╭──
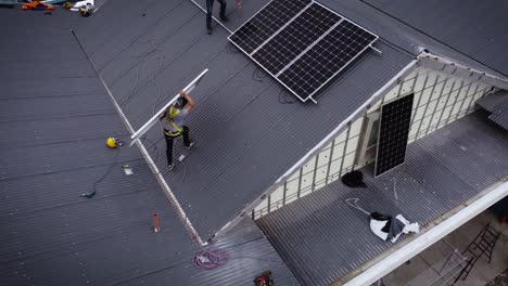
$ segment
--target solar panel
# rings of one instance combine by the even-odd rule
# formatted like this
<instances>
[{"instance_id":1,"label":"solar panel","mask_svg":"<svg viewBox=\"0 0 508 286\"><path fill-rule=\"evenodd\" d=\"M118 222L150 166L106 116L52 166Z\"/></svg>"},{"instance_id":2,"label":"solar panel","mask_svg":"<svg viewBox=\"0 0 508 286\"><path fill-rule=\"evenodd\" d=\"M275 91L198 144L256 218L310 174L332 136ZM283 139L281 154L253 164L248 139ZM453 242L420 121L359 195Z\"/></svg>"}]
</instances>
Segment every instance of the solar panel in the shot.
╰──
╭──
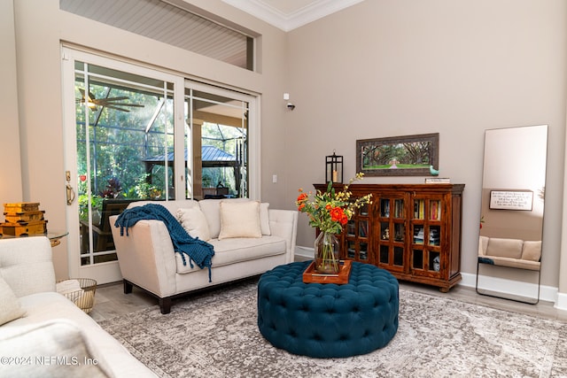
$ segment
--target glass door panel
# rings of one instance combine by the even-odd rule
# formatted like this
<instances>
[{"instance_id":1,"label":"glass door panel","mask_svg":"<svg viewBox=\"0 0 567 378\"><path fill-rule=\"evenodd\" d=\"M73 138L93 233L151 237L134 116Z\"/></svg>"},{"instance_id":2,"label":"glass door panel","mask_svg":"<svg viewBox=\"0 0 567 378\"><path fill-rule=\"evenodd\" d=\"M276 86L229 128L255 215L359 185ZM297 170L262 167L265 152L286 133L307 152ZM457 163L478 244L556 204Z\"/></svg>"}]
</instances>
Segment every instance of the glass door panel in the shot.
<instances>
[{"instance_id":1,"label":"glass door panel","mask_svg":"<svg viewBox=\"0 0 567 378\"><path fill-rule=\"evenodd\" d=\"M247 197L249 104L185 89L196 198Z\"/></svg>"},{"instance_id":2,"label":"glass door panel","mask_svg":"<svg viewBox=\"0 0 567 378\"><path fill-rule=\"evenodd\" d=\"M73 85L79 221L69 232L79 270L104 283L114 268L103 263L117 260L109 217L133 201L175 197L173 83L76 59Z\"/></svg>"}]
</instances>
╰──
* Task brief
Copy out each line of the records above that contains the word "shot".

* Solution to this task
Segment every instance of the solar panel in the shot.
Segment every instance of the glass door panel in the shot.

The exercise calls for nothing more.